- **Excerpts from a dataset**:
----------------------------------------

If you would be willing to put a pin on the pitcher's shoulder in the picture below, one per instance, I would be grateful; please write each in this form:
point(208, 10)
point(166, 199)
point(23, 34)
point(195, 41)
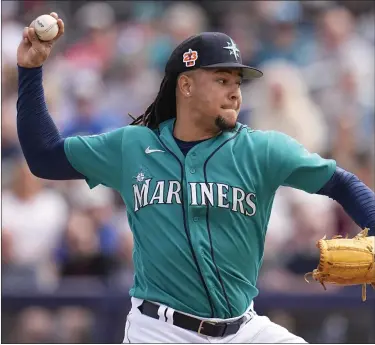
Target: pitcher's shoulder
point(258, 134)
point(137, 132)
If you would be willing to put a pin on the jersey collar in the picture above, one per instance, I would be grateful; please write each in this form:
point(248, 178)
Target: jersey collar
point(205, 148)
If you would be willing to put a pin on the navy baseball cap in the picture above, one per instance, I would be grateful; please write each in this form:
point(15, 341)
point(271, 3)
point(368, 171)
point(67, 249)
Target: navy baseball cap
point(208, 50)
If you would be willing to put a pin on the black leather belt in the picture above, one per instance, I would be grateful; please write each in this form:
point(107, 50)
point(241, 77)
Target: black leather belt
point(208, 328)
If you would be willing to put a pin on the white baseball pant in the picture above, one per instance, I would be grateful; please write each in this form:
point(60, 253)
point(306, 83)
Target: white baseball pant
point(140, 328)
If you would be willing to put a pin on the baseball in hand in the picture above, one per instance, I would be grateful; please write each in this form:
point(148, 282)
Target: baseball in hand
point(46, 27)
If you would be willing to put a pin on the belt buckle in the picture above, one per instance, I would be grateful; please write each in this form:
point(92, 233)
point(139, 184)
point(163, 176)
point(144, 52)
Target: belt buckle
point(201, 325)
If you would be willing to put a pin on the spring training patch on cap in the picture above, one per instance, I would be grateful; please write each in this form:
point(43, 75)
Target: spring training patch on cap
point(190, 57)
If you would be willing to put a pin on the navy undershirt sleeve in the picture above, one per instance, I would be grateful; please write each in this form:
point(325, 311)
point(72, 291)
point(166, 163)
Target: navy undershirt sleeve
point(41, 142)
point(354, 196)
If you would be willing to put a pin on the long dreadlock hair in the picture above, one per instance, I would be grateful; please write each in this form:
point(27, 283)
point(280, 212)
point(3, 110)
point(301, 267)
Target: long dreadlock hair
point(164, 106)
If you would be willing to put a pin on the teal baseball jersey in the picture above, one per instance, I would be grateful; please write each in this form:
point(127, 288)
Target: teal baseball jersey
point(199, 222)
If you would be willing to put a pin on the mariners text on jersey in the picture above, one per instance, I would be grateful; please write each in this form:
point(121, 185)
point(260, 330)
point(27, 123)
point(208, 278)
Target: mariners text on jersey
point(168, 192)
point(199, 221)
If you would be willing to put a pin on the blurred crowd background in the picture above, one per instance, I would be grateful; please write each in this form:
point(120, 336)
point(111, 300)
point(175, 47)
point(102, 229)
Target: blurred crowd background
point(61, 240)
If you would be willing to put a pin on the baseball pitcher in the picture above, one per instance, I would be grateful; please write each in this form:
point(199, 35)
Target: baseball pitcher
point(198, 187)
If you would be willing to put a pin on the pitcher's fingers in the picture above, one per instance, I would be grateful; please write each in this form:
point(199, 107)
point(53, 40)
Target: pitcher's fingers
point(32, 35)
point(25, 37)
point(25, 32)
point(61, 25)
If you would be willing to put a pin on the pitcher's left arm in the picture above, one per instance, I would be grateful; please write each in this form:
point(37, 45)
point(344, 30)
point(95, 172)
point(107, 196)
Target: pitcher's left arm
point(354, 196)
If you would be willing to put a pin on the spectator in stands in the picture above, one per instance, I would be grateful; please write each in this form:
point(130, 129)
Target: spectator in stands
point(35, 218)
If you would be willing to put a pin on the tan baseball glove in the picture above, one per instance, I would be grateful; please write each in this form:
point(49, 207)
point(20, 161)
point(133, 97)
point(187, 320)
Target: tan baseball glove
point(345, 261)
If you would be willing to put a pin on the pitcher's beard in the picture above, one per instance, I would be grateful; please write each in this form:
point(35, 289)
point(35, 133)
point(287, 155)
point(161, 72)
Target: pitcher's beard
point(223, 124)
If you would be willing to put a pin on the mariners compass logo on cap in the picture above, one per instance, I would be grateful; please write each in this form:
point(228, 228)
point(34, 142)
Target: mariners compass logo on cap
point(213, 48)
point(232, 47)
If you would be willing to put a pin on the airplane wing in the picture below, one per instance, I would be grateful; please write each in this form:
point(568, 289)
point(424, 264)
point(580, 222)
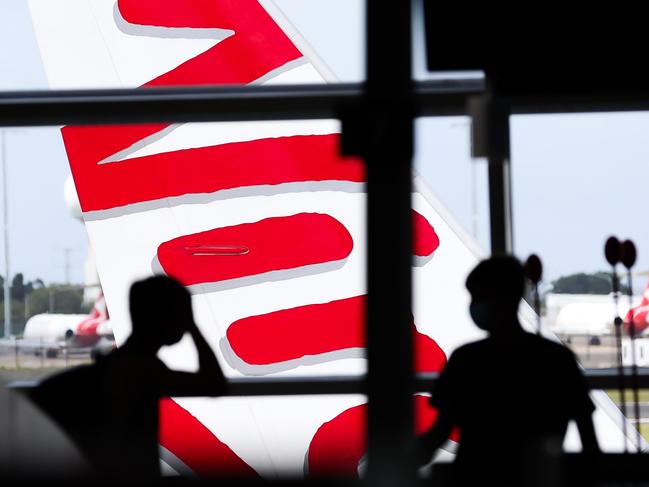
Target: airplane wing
point(263, 221)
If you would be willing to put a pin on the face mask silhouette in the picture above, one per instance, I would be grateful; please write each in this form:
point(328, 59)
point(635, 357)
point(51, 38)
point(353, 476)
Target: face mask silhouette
point(483, 315)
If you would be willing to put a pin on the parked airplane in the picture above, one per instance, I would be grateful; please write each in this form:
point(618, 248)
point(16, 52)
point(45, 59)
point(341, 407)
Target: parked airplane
point(583, 314)
point(639, 316)
point(52, 331)
point(263, 221)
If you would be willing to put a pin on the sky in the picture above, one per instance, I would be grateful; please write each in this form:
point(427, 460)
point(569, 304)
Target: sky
point(576, 179)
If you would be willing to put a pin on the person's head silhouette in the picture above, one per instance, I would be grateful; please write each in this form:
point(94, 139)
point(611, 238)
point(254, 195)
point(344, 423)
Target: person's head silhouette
point(496, 286)
point(161, 311)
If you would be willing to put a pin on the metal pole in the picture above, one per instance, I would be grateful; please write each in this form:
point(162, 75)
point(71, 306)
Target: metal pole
point(7, 290)
point(490, 139)
point(388, 152)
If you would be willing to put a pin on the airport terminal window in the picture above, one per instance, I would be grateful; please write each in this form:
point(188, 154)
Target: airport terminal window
point(125, 49)
point(451, 187)
point(576, 180)
point(53, 290)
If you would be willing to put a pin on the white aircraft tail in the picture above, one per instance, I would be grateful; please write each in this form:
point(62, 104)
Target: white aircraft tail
point(264, 221)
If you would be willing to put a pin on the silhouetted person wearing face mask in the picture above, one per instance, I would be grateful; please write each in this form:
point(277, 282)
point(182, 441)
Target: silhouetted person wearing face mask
point(510, 395)
point(110, 409)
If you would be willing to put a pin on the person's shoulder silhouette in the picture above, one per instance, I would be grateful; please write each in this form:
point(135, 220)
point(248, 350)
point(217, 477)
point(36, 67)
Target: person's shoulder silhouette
point(512, 391)
point(110, 408)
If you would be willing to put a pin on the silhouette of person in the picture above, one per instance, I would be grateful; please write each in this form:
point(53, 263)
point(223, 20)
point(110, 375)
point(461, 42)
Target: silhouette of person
point(110, 408)
point(510, 395)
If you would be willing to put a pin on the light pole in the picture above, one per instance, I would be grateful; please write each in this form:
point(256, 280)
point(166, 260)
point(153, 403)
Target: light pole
point(7, 293)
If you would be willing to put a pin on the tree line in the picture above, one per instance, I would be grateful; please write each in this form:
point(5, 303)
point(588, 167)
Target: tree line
point(29, 298)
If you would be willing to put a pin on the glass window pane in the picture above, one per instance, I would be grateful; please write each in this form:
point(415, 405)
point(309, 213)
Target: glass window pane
point(108, 44)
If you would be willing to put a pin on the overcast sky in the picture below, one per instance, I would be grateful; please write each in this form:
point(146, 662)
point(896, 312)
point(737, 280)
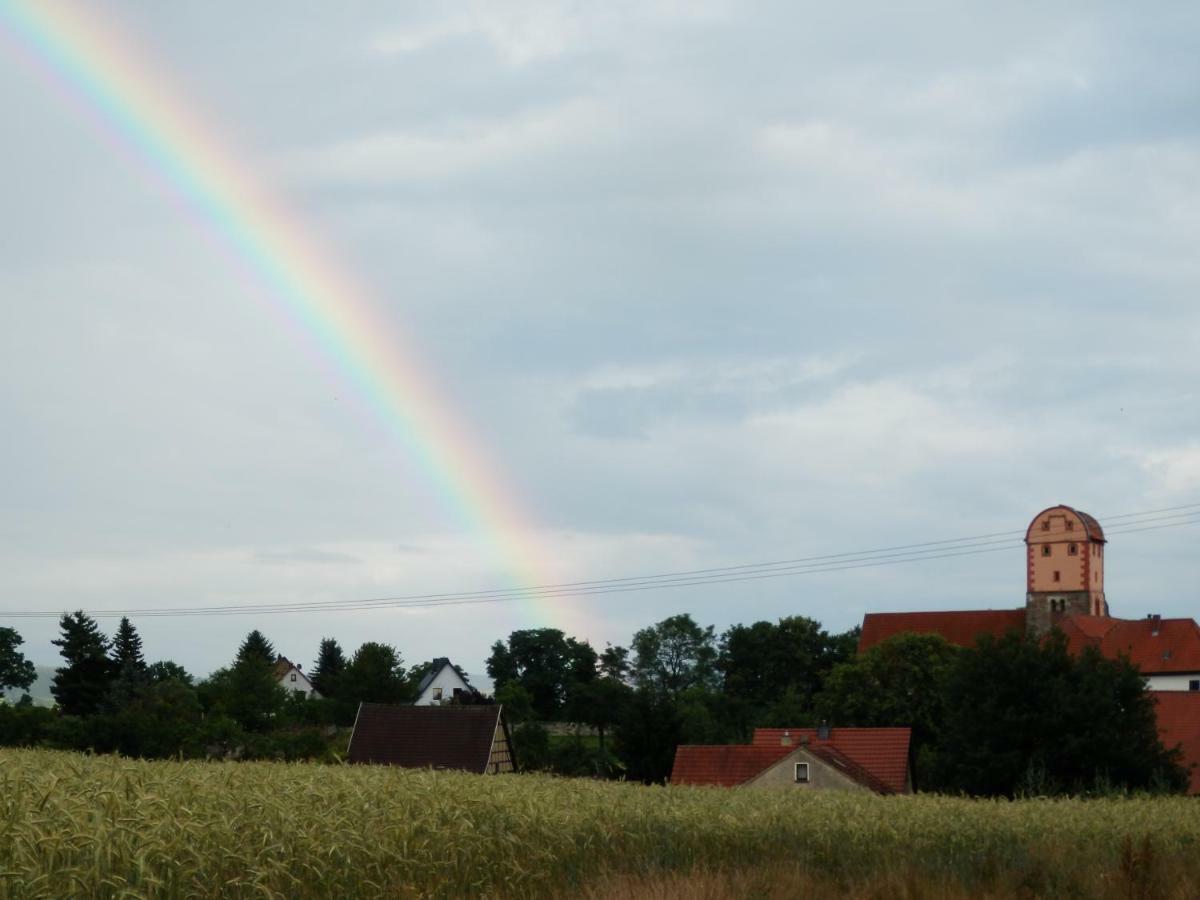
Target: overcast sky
point(711, 283)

----------------------------------------

- **Exercise aim**:
Across the records, how many lines contain "below"? Only the number should be given.

- **Exercise output**:
3